| WORK INSTRUCTIONS |
Every line of the data below must be output exactly, with images left out.

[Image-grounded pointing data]

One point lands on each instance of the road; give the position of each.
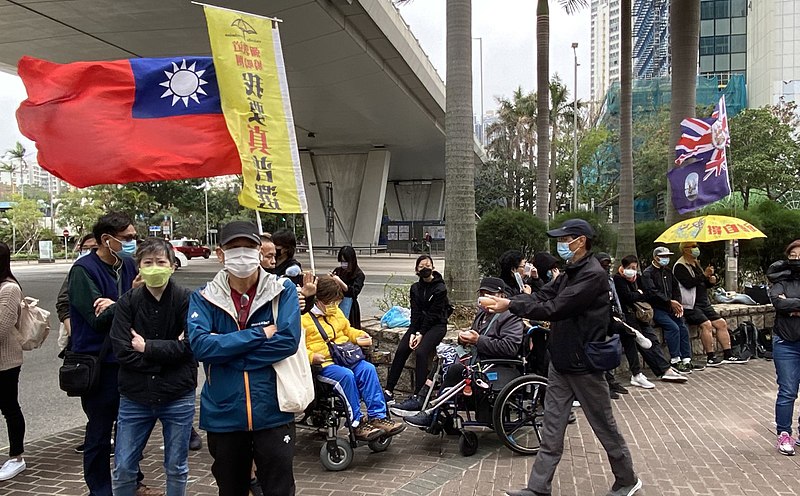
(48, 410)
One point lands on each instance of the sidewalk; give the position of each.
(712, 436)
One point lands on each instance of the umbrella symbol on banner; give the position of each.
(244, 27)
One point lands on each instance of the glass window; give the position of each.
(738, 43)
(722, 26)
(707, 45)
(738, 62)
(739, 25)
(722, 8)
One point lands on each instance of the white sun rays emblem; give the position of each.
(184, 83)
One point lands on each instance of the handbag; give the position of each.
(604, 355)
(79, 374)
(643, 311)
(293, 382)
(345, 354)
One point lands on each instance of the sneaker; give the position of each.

| RESULT |
One point lands on each instance of the road; give the position of each.
(48, 410)
One point lands on each instance of the sidewalk; give the position of each.
(712, 436)
One point lands on each instance of the umbrella symbol on banner; give the position of each.
(244, 27)
One point lands on each instance of the glass window; give the position of each.
(738, 43)
(722, 26)
(707, 45)
(738, 62)
(739, 25)
(722, 8)
One point lands on each instance of the white sun rays emblem; give the position of each.
(184, 83)
One point lands on each instance of the handbag; give the position of each.
(604, 355)
(79, 374)
(643, 311)
(293, 382)
(345, 354)
One point lands on each instance of the sneaker; give the position of each.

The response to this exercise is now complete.